### TEXT PROVIDED:

════

Controlled anger is a sign that the people are serious. A street-smart cop can tell you that a pale, angry face is potentially a lot more dangerous than a flushed, angry face. The flushed face may be looking to lash out in some general violent way, but the pale face is edging towards intent — specific intent.
Mainstream media is having fun photographing dancing and music at the protests, but if you look over the sea of faces, relatively few are there for fun. They have fun to break the monotony, but it’s not a party. Even the protesters’ smiles tend to be ironic, as media try to get them to show excitement.
The temper of the times seems similar outside the protests themselves. Two weeks ago, I posted a Huffington Post article that mentioned “There is a huge sense across America that the rich are increasing their cruelty far beyond the point necessary to live lives of obscene privilege.”

════

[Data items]

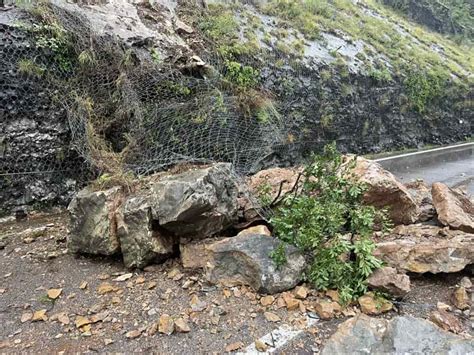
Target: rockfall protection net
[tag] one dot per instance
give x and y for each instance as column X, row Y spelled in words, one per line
column 124, row 113
column 130, row 115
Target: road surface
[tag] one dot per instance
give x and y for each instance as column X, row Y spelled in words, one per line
column 452, row 165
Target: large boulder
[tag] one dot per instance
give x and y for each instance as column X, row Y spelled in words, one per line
column 197, row 203
column 385, row 191
column 93, row 224
column 400, row 335
column 454, row 209
column 140, row 242
column 422, row 248
column 245, row 260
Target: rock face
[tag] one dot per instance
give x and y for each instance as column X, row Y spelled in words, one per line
column 93, row 225
column 421, row 248
column 387, row 279
column 454, row 209
column 401, row 335
column 385, row 191
column 140, row 244
column 196, row 203
column 245, row 260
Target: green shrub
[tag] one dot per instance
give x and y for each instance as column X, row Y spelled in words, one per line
column 327, row 220
column 423, row 86
column 243, row 76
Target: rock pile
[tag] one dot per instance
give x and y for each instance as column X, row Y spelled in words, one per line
column 194, row 212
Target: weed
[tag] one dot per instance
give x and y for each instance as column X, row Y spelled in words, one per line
column 328, row 221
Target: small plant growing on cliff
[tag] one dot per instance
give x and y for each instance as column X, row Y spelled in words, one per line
column 327, row 220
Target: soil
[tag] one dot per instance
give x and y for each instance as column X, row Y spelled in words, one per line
column 34, row 262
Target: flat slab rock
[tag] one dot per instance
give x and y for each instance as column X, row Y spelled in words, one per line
column 400, row 335
column 245, row 260
column 423, row 248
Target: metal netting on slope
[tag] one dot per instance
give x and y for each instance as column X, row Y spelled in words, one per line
column 127, row 114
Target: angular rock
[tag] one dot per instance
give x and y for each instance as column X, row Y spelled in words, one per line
column 269, row 182
column 140, row 244
column 93, row 226
column 373, row 305
column 194, row 254
column 461, row 298
column 401, row 335
column 326, row 309
column 385, row 191
column 421, row 193
column 260, row 229
column 446, row 321
column 387, row 279
column 196, row 203
column 422, row 248
column 454, row 209
column 245, row 260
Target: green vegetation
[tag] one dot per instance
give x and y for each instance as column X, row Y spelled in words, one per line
column 423, row 86
column 29, row 67
column 327, row 220
column 243, row 76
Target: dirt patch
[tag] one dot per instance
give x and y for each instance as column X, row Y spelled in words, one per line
column 34, row 260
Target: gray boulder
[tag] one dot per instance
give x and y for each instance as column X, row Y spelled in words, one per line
column 196, row 203
column 245, row 260
column 93, row 226
column 141, row 243
column 401, row 335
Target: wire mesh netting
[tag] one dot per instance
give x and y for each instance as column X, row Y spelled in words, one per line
column 109, row 111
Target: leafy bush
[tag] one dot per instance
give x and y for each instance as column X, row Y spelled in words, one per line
column 243, row 76
column 423, row 86
column 327, row 220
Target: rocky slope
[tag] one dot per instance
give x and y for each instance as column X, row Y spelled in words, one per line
column 354, row 72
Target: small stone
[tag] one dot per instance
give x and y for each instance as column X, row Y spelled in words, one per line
column 446, row 321
column 460, row 298
column 333, row 294
column 233, row 347
column 82, row 321
column 372, row 305
column 181, row 326
column 271, row 317
column 25, row 317
column 151, row 285
column 260, row 346
column 292, row 304
column 63, row 318
column 40, row 316
column 106, row 287
column 326, row 309
column 140, row 280
column 133, row 334
column 267, row 301
column 166, row 324
column 465, row 282
column 124, row 277
column 54, row 293
column 197, row 305
column 260, row 229
column 301, row 292
column 443, row 307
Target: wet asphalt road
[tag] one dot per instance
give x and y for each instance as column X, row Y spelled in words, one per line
column 453, row 166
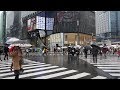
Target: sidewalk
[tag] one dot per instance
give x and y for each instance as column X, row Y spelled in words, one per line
column 111, row 59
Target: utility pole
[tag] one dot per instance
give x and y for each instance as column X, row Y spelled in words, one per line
column 4, row 27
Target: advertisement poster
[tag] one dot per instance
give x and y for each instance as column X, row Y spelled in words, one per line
column 31, row 24
column 40, row 24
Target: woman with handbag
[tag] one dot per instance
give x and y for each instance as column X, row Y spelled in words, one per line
column 16, row 55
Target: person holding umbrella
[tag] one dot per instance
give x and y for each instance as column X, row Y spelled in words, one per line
column 95, row 50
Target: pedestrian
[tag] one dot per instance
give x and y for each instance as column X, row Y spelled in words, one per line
column 105, row 50
column 16, row 59
column 54, row 50
column 0, row 53
column 27, row 52
column 95, row 53
column 118, row 52
column 6, row 50
column 85, row 52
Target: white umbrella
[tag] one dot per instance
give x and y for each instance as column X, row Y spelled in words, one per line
column 22, row 45
column 64, row 47
column 11, row 40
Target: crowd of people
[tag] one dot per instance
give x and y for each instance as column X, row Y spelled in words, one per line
column 15, row 52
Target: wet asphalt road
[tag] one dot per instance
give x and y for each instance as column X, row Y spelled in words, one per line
column 70, row 62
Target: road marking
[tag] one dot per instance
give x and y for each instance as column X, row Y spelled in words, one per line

════

### EXERCISE DIRECTIONS:
Carry on the passage about the mood at the protests, picking up after its final sentence.

### ANSWER TO THIS TASK:
Before posting, I asked several readers if I was going overboard with the word “cruelty.” All said “No.” The reaction was so uniform I became curious, and showed the article to over 20 people. Every one said “cruelty” was the right word — and every face had the same expression: a cold, hard anger. It was faintly eerie. These are minds that have come to their own conclusions; they can no longer be cozened with false statistics about how unemployment is falling, or not rising, or “rising more slowly.” They do not buy stories about the dangers of a “double-dip recession,” because they know that on Main Street, the first dip is still going strong.
In the Occupy Wall Street movement there are demands for a return to financial controls, and a return to reasonable executive salaries — but these are the tip of the iceberg. The protesters are under no illusion that the factory whistle will blow and call them back to work, or that the rich will stop the financial floggings on their own initiative.
In fact, they know there is no return to the American dream world of the 1950s and early 1960s. They don’t believe that a few tepid, anti-lobbying laws will clean up Capitol Hill’s corrupt relationship with big banking, or that the Fortune 500 will start hiring Americans again.
So we will see specific demands for the new, rather than a return to the old.
“For time and the world do not stand still. Change is the law of life. And those who look only to the past or the present are certain to miss the future.”
- John F. Kennedy
The wave of disruption will wash over us all. Buckle up and brace for the future.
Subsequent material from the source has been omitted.